Listed records Block Start

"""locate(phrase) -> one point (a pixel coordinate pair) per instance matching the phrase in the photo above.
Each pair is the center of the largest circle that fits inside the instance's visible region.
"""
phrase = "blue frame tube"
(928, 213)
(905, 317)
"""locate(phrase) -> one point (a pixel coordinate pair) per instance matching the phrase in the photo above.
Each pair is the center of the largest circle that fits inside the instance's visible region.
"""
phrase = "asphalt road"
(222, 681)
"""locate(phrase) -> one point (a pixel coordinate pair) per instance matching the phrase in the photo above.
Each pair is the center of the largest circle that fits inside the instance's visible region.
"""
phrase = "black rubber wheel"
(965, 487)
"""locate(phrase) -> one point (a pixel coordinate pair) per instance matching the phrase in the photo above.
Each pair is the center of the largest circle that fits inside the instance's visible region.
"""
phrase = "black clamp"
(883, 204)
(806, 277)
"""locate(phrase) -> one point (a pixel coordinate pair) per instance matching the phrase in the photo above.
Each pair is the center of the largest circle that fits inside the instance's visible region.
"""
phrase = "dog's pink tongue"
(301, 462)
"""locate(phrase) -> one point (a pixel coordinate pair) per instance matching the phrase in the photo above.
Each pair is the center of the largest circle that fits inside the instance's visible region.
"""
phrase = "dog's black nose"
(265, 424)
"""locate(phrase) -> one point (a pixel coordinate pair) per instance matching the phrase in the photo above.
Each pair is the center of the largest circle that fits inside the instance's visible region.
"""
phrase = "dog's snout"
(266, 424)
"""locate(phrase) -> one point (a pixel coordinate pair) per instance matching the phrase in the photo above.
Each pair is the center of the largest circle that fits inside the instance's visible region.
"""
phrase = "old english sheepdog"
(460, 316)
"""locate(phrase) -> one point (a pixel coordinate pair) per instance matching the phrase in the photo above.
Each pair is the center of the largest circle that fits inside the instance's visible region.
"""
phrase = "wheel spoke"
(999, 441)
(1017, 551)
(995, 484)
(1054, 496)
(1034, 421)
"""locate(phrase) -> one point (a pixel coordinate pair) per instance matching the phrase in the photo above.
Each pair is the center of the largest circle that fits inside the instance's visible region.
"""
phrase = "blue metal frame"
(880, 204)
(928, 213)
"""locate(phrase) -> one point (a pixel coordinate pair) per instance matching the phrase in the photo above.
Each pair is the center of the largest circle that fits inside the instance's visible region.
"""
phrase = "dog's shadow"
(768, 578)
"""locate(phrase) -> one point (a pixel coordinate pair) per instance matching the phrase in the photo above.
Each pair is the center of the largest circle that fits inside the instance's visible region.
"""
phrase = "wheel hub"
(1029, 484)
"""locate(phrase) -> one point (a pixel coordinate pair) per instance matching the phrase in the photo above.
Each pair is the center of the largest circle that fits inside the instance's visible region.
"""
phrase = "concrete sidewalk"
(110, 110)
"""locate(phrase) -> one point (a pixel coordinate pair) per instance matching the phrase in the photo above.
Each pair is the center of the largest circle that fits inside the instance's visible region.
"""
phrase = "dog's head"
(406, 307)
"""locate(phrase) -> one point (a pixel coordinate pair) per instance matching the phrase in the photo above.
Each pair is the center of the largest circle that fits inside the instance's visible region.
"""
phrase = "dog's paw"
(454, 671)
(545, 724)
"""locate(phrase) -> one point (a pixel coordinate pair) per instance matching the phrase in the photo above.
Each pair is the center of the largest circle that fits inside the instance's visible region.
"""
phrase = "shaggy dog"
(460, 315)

Listed records Block End

** Goal of the exercise **
Print all of the entries again, exactly as written.

** Answer section **
"""locate(phrase) -> one point (a pixel coordinate pair) per instance matching the phrase in the photo above.
Each pair is the center of the largest circle that fits inside the instance's visible region.
"""
phrase = "blue frame tube"
(928, 213)
(905, 317)
"""locate(phrase) -> one point (a pixel coordinate pair) per instance matching the phrase in the photo above.
Each pair is the center of the largest circle that fits inside the instance's visible region.
"""
phrase = "asphalt road"
(222, 681)
"""locate(phrase) -> one point (a pixel coordinate pair) per instance matching the phrase in the photo above.
Each pair is the center of the largest circle that fits inside the instance's visible region.
"""
phrase = "black rubber wheel"
(965, 487)
"""locate(phrase) -> one point (a pixel coordinate pair) per instance matching the phrase in the photo above.
Each pair is the center of the largest circle that fits inside the instance's visible region.
"""
phrase = "black clamp"
(883, 204)
(806, 277)
"""locate(phrase) -> one point (a pixel coordinate pair) per instance matching the phrase in the photo above.
Each pair is the center of the largest circle that fits inside the instance's visible region.
"""
phrase = "dog's pink tongue"
(301, 462)
"""locate(phrase) -> one point (a pixel coordinate pair) per instance matching the phrase in the photo above.
Each pair is the center of the largest circle that fits inside the instance's visible region.
"""
phrase = "dog's black nose"
(265, 424)
"""locate(phrase) -> one point (a pixel coordinate pair) per instance matching the phrase in the photo above.
Each pair is the center of the largest circle that fits inside the instance's visible region.
"""
phrase = "dog's snout"
(266, 424)
"""locate(phrase) -> one point (a pixel coordinate pair) per instance matching the phrase in the photo above.
Each pair is the center of the largest circle that fits inside the instance's visible region.
"""
phrase = "old english sheepdog"
(460, 316)
"""locate(phrase) -> one point (a pixel coordinate pair) per instance matching the phrase in the photo above.
Each pair is the center of the largest circle that fits inside the instance's visible region.
"""
phrase = "wheel spoke"
(999, 441)
(1017, 551)
(995, 484)
(1054, 496)
(1034, 421)
"""locate(phrase) -> one point (a pixel coordinate pair) per instance matching the phrase in the photo above.
Each pair is the center of the largest circle that fits inside the instance's visible region.
"""
phrase = "blue metal frame"
(880, 204)
(928, 213)
"""locate(phrase) -> one point (a pixel coordinate pair) per instance matching the phrase in the photo above.
Each pair is the center of the largest circle that fits inside the instance's visible region.
"""
phrase = "dog's shadow"
(768, 578)
"""locate(phrase) -> one point (a pixel coordinate pair) per instance matching the phrase in the photo above.
Each pair is the center of the largest circle that fits inside the instance's visible region.
"""
phrase = "wheel hub"
(1029, 484)
"""locate(phrase) -> one point (a pixel coordinate pair) per instance matching the phrase in the photo above.
Each pair is the center of the largest circle that fits inside the instance's visible region.
"""
phrase = "concrete sidewalk"
(110, 110)
"""locate(phrase) -> one point (a pixel coordinate pair) per instance matching the phrase in the photo above.
Each pair is the center of the largest circle that fits inside the instance's visible region.
"""
phrase = "dog's head"
(406, 307)
"""locate(phrase) -> one point (a pixel coordinate pair) per instance matching the phrase in the photo above.
Each pair is the center of the largest circle that fits inside the instance's visible region.
"""
phrase = "dog's paw"
(454, 671)
(545, 724)
"""locate(phrase) -> one point (a pixel coordinate pair) per instance matching the phrase in the photo above.
Each pair is the center of the largest circle that fits inside the instance's visible region.
"""
phrase = "shaggy dog"
(460, 315)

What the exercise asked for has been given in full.